* _Given exercise_: Copy out verbatim the stretch of lines below, from the line containing "The automated pipeline tagged metal" through the line containing "[225,122,272,174]", including both of those lines.

* _Items stored from a collection_:
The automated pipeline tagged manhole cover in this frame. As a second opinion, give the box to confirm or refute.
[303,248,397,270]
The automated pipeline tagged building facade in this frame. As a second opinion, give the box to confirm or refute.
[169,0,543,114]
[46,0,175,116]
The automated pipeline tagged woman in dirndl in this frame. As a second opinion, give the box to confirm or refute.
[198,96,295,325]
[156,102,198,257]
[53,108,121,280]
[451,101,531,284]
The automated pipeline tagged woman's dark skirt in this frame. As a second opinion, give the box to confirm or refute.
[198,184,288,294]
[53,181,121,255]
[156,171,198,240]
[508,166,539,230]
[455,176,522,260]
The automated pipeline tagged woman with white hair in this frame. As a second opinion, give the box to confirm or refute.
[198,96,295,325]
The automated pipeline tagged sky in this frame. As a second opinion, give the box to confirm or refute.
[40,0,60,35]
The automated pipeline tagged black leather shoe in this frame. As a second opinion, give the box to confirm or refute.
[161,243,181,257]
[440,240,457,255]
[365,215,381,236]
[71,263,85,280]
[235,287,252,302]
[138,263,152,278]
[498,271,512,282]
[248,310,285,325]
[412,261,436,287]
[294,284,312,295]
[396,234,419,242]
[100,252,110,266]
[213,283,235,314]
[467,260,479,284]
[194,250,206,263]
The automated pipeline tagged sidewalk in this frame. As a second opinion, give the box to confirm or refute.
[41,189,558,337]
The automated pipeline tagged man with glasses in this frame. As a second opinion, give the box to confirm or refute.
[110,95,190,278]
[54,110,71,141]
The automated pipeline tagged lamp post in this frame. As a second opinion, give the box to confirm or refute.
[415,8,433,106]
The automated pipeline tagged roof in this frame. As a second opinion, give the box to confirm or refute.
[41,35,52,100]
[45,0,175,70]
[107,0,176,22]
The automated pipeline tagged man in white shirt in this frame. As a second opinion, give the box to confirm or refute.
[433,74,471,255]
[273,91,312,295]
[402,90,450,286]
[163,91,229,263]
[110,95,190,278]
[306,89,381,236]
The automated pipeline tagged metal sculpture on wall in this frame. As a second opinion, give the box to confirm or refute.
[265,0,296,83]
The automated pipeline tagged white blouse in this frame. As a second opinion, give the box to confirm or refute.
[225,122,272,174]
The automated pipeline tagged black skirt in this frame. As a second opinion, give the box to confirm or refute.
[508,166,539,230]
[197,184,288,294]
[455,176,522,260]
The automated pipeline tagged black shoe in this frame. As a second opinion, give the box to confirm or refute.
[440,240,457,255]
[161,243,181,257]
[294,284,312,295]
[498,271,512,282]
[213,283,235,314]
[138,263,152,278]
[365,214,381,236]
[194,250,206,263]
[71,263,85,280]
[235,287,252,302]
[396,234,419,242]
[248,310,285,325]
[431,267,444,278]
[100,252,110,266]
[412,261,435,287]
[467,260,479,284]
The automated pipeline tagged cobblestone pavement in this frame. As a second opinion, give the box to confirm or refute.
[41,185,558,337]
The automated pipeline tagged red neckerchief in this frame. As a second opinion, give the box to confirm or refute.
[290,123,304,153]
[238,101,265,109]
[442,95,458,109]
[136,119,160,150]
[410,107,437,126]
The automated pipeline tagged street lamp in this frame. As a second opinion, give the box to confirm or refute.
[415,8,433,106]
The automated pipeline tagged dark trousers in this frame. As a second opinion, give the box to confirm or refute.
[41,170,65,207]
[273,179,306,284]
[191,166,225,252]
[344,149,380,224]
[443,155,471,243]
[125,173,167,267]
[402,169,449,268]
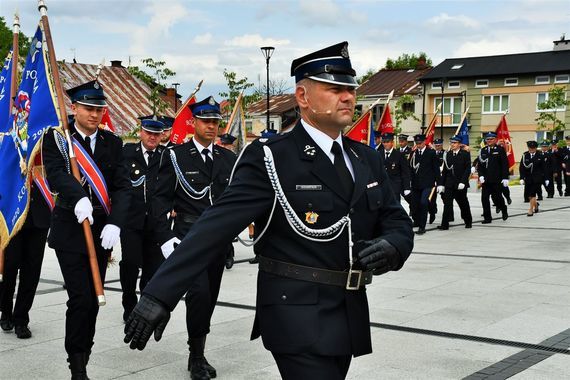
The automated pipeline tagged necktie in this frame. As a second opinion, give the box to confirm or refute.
[202,148,214,177]
[331,141,354,197]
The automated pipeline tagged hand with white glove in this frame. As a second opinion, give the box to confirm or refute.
[100,224,121,249]
[73,197,93,224]
[160,237,180,259]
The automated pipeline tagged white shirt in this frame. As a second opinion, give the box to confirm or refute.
[75,127,98,153]
[192,139,214,162]
[301,119,354,180]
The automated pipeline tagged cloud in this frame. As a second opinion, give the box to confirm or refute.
[224,34,291,47]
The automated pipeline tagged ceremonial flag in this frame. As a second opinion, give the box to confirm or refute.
[455,107,469,145]
[425,103,441,145]
[224,93,246,154]
[345,110,372,145]
[0,50,12,134]
[0,25,60,248]
[496,115,515,170]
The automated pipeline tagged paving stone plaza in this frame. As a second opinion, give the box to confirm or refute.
[0,186,570,380]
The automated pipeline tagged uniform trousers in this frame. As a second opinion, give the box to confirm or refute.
[119,229,164,312]
[441,187,473,227]
[271,352,352,380]
[481,182,507,221]
[174,221,226,339]
[0,226,48,326]
[55,248,108,355]
[411,187,428,228]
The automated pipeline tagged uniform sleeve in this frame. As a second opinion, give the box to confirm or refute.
[42,129,87,205]
[144,143,275,309]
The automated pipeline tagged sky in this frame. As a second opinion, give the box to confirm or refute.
[0,0,570,99]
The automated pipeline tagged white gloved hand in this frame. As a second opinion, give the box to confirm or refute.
[160,237,180,259]
[73,197,93,224]
[100,224,121,249]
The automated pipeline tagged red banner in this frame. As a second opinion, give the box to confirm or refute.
[170,96,196,144]
[345,112,372,145]
[495,115,515,170]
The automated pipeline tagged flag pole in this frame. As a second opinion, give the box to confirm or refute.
[38,0,106,306]
[0,12,20,282]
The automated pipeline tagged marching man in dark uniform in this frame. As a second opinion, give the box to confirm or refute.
[0,182,51,339]
[119,117,165,321]
[152,96,237,379]
[477,132,509,224]
[410,134,443,235]
[43,81,131,379]
[381,133,411,202]
[519,141,548,216]
[437,136,473,230]
[125,42,413,380]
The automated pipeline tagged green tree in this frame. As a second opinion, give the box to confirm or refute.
[128,58,176,116]
[394,94,421,134]
[384,51,432,70]
[535,86,570,135]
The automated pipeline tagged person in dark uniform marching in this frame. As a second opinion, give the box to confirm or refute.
[381,133,411,202]
[519,141,544,216]
[42,81,131,380]
[0,182,51,339]
[125,42,413,380]
[437,136,473,230]
[477,132,509,224]
[119,116,166,321]
[152,96,237,379]
[410,134,442,235]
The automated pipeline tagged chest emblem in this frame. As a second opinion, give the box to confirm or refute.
[305,211,319,224]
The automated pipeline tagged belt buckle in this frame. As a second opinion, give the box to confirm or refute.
[346,268,362,290]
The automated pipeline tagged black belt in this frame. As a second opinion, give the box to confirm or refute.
[258,256,372,290]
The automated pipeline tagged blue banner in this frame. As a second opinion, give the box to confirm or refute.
[0,26,60,248]
[0,50,12,134]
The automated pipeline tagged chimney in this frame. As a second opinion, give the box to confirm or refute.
[552,34,570,51]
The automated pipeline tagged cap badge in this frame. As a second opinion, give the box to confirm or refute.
[305,211,319,224]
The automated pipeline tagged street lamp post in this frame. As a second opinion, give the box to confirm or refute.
[261,46,275,131]
[172,83,180,114]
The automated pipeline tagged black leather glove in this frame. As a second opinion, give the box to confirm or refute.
[356,238,401,275]
[125,295,170,350]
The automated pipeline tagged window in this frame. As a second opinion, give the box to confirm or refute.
[433,97,462,124]
[475,79,489,88]
[536,92,566,112]
[447,80,461,88]
[431,82,441,90]
[483,95,509,113]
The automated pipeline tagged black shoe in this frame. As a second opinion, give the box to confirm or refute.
[15,326,32,339]
[0,315,14,331]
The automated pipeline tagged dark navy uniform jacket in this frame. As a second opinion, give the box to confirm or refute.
[144,123,413,356]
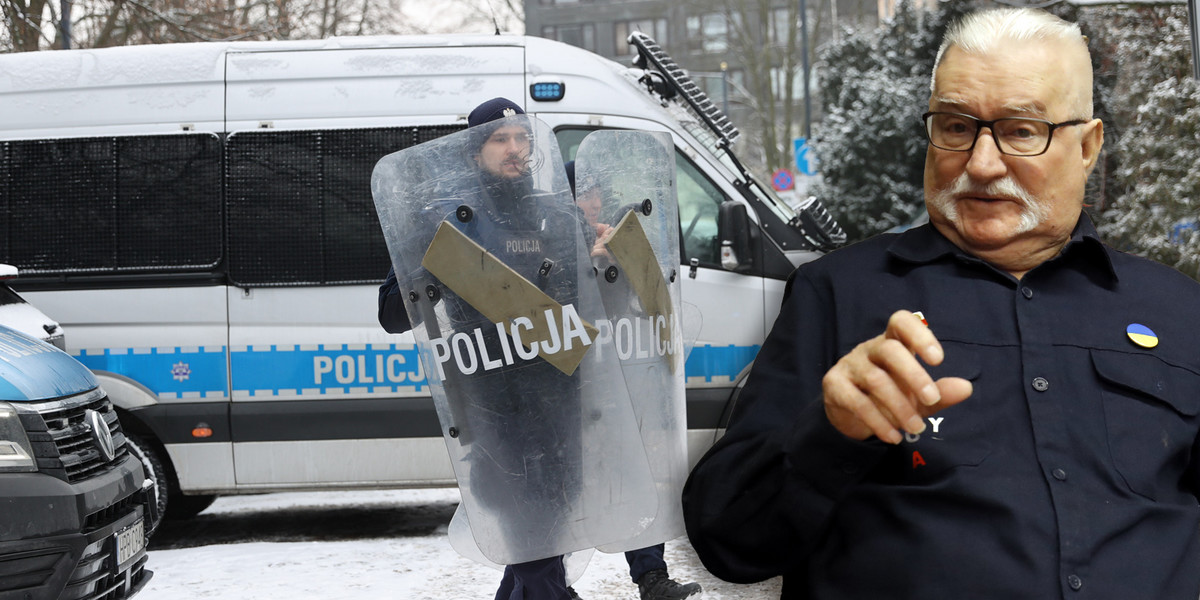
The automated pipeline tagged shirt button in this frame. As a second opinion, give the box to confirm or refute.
[1067,575,1084,592]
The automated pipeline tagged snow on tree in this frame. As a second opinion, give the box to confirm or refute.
[812,0,965,240]
[1084,6,1200,278]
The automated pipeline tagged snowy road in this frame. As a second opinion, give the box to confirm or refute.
[137,490,780,600]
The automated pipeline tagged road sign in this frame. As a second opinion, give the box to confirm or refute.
[770,169,796,192]
[792,138,817,176]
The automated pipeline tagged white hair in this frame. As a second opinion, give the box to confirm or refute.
[929,8,1092,118]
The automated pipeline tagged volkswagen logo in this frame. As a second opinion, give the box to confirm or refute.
[83,408,116,462]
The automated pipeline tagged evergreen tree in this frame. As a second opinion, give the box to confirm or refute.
[812,0,967,240]
[1084,6,1200,278]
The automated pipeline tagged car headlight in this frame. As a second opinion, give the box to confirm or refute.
[0,402,37,473]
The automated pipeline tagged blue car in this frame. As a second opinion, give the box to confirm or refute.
[0,325,156,600]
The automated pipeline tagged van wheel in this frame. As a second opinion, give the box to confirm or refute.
[125,436,167,542]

* _Exercise result_:
The automated pipeline tagged metal sculpture on wall in this frame. As a second opinion, give the box to confirm or refute.
[265,0,296,83]
The automated pipeline tagged white blouse in this frame. As a second opinion, give the box to confirm or refute.
[225,122,272,174]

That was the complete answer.